* [Exercise goal] Pick out every line in the rows below that contains the word "bank", and copy each one.

* [Excerpted data]

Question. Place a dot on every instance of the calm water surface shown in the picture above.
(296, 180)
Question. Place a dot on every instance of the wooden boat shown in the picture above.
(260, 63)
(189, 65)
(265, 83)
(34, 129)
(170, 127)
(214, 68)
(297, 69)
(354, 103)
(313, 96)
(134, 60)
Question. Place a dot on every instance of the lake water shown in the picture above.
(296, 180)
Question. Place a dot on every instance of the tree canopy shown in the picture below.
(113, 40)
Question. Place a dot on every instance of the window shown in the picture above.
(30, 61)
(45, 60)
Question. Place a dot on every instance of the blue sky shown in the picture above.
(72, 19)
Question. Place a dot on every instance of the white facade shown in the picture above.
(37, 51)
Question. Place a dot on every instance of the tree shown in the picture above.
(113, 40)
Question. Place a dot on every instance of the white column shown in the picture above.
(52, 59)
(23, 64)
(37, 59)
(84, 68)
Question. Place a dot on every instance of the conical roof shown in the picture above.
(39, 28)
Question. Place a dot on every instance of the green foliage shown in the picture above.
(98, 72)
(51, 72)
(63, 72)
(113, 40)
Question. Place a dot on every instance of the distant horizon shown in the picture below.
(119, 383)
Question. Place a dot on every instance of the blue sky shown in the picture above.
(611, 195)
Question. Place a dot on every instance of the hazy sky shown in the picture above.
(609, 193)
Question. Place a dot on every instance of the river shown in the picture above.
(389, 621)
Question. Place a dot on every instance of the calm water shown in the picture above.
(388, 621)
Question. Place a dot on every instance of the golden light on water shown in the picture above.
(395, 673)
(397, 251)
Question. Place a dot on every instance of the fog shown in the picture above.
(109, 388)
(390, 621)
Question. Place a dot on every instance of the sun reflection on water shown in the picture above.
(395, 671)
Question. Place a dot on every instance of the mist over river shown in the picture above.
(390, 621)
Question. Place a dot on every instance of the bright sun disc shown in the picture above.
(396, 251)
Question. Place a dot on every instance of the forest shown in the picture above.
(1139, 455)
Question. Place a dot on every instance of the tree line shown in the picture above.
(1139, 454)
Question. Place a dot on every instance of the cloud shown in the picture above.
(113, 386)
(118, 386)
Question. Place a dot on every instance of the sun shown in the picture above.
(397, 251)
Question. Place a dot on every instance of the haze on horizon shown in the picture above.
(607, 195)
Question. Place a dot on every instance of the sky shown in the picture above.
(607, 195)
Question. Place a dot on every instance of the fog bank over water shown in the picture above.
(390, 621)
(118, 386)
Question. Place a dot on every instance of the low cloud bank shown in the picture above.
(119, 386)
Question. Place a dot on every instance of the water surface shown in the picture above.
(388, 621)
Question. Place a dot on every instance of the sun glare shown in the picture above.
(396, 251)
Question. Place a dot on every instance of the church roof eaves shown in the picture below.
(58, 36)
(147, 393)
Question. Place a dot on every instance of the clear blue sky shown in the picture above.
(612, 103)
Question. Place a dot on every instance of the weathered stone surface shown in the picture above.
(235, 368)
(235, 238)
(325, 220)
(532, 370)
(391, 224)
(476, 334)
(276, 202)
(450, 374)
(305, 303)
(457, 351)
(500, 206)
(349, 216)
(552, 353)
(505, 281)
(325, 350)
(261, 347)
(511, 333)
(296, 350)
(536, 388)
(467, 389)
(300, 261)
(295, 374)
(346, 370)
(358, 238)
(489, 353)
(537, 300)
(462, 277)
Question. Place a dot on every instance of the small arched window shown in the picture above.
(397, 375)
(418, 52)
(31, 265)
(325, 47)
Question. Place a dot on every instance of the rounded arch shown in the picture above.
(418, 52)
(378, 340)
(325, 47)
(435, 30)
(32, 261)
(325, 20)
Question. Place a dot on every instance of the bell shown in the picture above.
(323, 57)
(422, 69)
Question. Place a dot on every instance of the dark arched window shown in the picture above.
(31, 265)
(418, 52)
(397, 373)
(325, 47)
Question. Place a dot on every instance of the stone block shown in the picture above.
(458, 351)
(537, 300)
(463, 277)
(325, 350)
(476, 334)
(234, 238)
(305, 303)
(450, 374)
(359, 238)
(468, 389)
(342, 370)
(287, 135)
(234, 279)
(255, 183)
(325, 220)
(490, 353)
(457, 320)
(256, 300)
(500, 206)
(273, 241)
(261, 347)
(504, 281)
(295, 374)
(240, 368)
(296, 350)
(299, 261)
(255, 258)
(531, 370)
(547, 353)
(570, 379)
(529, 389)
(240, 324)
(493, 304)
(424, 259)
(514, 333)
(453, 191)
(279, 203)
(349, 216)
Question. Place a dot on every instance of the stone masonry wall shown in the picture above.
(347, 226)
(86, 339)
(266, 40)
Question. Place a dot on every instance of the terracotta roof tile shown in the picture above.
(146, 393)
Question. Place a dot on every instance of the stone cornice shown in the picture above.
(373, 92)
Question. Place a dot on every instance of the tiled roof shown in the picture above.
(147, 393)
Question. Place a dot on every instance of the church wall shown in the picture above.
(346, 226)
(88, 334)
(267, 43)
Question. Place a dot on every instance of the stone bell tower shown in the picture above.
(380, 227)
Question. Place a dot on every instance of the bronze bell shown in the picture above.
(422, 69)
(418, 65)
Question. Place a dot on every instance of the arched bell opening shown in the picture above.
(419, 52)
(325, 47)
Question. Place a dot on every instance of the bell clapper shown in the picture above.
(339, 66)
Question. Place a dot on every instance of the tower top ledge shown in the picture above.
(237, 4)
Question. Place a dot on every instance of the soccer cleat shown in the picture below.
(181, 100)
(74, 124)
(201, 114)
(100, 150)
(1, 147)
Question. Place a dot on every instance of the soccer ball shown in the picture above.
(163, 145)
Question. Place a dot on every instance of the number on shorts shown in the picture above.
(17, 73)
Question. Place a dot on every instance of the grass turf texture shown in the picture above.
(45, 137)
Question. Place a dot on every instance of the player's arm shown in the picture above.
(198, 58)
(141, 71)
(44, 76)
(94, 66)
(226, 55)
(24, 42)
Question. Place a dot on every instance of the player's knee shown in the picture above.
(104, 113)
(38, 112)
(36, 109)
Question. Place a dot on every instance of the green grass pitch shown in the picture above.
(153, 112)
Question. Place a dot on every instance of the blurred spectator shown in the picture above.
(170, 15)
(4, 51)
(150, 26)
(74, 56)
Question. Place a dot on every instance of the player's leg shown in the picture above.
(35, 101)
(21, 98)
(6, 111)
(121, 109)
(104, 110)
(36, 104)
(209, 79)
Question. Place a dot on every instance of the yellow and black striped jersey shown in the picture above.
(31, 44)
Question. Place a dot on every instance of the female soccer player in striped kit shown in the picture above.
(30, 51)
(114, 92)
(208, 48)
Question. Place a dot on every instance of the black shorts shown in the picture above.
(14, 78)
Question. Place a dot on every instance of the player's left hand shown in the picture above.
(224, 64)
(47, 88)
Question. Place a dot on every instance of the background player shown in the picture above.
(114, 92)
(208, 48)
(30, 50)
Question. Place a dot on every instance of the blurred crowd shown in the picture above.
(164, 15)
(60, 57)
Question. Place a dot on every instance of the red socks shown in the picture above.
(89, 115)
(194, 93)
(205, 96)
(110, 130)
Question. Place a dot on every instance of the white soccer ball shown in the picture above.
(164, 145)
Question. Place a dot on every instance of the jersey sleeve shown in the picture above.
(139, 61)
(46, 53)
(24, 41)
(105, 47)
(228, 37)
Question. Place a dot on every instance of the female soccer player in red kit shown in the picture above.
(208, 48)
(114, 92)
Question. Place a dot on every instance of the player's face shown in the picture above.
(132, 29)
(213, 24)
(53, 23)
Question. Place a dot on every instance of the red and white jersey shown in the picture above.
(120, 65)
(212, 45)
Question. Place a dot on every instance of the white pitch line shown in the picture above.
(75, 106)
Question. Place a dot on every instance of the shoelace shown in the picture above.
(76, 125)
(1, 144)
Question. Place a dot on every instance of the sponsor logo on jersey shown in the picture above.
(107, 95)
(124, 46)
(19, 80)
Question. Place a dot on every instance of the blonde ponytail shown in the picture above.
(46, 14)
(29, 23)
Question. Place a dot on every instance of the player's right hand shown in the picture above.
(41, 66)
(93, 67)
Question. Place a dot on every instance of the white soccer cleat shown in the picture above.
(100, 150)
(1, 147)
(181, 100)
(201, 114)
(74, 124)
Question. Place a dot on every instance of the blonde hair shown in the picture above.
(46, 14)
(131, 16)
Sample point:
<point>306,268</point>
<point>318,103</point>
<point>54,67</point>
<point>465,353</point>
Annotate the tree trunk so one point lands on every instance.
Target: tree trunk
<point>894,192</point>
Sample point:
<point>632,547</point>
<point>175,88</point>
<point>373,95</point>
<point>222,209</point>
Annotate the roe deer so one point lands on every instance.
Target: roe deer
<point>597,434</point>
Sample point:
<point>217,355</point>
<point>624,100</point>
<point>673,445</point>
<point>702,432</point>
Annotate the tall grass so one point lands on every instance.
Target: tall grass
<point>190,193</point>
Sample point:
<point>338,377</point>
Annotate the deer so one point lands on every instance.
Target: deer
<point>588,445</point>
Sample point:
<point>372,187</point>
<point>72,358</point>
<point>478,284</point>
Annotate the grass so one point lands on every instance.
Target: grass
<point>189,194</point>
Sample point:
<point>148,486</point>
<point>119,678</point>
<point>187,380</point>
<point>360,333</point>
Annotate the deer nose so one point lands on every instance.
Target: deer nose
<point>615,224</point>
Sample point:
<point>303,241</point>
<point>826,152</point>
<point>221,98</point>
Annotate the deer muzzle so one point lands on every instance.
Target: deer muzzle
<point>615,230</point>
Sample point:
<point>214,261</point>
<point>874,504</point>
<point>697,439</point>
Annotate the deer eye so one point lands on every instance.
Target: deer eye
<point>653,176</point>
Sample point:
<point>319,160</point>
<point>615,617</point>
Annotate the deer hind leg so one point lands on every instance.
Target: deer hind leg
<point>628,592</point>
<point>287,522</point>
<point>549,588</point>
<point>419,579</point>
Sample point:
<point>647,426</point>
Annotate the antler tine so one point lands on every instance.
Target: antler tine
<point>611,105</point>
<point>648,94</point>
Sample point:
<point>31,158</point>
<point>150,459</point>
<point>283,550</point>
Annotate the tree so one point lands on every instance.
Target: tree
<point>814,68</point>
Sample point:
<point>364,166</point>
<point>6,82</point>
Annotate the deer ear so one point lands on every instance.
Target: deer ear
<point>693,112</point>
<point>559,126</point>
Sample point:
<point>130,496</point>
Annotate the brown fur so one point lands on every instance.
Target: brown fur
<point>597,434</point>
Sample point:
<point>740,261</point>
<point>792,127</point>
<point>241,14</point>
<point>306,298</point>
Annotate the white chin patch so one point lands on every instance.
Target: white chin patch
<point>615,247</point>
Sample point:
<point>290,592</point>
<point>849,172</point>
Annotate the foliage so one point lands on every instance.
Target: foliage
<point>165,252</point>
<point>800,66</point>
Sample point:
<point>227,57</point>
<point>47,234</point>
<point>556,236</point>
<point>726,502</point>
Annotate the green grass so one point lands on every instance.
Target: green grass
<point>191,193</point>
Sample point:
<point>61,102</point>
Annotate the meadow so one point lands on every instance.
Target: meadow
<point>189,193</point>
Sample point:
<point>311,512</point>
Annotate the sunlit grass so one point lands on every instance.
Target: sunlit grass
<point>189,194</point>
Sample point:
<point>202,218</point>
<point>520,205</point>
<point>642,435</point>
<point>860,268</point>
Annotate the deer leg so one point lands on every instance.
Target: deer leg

* [Output below]
Question. Place a dot on every instance of the fog bank over water shown in the picture above.
Question. Place a dot on every instance of the low cloud bank shown in the picture above.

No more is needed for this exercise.